_Part of a data file_:
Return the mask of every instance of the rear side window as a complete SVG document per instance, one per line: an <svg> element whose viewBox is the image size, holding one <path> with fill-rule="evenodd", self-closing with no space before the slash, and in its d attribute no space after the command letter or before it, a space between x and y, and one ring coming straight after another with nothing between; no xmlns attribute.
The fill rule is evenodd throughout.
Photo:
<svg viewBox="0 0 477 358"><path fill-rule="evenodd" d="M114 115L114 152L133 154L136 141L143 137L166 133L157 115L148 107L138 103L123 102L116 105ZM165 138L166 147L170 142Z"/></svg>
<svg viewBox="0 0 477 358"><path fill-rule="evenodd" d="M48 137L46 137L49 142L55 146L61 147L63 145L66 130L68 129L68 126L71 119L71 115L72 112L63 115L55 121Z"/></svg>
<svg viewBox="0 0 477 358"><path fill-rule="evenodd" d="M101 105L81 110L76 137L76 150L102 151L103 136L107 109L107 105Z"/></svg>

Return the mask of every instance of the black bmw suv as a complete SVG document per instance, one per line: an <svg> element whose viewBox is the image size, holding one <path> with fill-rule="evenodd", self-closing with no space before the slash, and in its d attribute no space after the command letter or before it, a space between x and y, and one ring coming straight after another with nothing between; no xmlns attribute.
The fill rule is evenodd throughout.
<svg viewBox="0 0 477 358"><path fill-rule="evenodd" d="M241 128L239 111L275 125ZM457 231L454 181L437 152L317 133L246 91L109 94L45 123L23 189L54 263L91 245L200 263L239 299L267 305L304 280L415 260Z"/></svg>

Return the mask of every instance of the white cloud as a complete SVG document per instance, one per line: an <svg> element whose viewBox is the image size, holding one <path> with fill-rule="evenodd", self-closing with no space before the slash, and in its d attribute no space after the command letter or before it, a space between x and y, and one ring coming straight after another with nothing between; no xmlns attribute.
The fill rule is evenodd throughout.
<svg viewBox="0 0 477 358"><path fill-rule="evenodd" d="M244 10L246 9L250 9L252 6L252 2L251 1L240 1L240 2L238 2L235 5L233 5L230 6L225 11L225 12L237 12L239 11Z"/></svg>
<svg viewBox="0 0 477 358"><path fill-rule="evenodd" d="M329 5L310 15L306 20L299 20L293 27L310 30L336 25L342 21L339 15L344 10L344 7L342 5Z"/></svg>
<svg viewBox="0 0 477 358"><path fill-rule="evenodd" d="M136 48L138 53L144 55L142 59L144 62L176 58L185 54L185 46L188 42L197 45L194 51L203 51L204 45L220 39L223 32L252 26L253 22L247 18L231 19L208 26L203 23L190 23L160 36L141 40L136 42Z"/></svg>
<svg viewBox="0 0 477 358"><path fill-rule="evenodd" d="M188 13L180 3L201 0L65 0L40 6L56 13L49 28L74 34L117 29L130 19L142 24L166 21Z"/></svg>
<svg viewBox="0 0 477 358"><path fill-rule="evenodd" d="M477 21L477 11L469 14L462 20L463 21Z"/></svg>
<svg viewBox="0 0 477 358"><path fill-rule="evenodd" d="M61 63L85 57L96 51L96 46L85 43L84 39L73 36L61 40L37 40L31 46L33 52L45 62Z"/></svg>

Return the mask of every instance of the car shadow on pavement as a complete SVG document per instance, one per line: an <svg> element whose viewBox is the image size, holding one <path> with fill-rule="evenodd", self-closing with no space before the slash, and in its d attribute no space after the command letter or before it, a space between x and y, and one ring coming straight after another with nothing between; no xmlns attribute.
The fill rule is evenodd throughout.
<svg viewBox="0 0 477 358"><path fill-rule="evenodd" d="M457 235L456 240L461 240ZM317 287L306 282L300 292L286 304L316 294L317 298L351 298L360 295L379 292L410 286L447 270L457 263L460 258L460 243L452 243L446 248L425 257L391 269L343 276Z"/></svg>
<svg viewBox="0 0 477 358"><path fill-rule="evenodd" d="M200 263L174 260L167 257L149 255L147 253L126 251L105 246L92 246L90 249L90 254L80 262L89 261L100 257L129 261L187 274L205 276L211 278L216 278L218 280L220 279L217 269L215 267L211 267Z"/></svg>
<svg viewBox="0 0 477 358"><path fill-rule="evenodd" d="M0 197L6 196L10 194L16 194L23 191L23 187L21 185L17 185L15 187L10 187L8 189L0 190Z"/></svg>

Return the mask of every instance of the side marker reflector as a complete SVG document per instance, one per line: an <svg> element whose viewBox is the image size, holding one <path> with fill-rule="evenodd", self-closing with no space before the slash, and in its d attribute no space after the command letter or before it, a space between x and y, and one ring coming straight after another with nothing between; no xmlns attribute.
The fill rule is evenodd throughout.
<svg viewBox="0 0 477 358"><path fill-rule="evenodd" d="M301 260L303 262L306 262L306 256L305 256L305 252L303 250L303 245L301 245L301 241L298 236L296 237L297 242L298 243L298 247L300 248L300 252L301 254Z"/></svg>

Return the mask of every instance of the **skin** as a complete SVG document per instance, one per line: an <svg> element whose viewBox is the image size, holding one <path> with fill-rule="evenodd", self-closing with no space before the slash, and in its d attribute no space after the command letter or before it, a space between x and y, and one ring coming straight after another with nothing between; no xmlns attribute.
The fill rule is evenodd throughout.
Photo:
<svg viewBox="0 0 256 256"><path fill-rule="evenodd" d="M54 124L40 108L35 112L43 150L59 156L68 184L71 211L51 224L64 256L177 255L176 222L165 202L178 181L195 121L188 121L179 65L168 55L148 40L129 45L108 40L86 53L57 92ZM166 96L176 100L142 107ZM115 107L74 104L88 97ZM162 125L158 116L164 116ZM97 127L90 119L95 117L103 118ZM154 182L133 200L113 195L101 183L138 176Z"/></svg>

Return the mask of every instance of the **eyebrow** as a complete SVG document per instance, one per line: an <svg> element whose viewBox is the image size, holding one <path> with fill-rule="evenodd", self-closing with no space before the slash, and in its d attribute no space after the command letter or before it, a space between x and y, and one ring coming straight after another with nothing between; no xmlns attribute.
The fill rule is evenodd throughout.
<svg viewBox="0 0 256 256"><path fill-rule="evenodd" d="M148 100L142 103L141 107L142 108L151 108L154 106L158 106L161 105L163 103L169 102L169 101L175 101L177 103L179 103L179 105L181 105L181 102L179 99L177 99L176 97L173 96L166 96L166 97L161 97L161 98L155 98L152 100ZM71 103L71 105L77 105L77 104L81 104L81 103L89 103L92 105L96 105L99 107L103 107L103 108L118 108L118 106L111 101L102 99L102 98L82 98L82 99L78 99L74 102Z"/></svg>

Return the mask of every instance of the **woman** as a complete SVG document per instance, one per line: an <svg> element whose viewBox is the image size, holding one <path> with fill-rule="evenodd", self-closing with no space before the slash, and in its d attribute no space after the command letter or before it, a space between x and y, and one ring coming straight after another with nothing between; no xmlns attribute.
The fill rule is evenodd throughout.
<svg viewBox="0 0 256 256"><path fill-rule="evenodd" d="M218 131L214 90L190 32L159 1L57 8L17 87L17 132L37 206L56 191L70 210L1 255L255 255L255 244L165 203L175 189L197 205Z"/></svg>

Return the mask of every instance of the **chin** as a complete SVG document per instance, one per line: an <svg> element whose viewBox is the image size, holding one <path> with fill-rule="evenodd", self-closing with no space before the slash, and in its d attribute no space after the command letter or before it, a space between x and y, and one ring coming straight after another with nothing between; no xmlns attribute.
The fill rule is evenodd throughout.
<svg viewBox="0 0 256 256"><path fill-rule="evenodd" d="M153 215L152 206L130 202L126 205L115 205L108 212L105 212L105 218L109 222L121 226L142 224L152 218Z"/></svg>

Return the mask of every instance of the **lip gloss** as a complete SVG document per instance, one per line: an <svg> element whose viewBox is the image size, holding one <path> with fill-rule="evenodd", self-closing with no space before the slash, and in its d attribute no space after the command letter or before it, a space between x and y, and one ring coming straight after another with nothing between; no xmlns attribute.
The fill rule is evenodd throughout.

_WHAT YOU SHOULD DO_:
Reproduce the items from the line containing "Return the mask of every instance of the **skin**" through the line containing "124L40 108L35 112L43", including both of those lines.

_WORKED SOLUTION_:
Return the mask of every instance of the **skin** as a complete SVG document per instance, one per line: an <svg> element whose viewBox is the image size, holding one <path> with fill-rule="evenodd", self-closing with no space before the slash, and in its d attribute no space after the command letter or before it, a space between x and y, and one ring coming straight after another with nothing between; no xmlns attribute.
The fill rule is evenodd throughout.
Photo:
<svg viewBox="0 0 256 256"><path fill-rule="evenodd" d="M54 124L40 108L35 112L43 150L59 156L68 184L71 211L51 224L64 256L177 255L176 222L165 202L178 181L195 121L188 121L179 65L168 55L148 40L129 45L108 40L86 53L57 92ZM166 96L176 100L142 107ZM115 107L74 104L88 97ZM162 125L158 116L164 116ZM97 127L90 119L95 117L103 118ZM154 182L133 200L113 195L101 183L138 176Z"/></svg>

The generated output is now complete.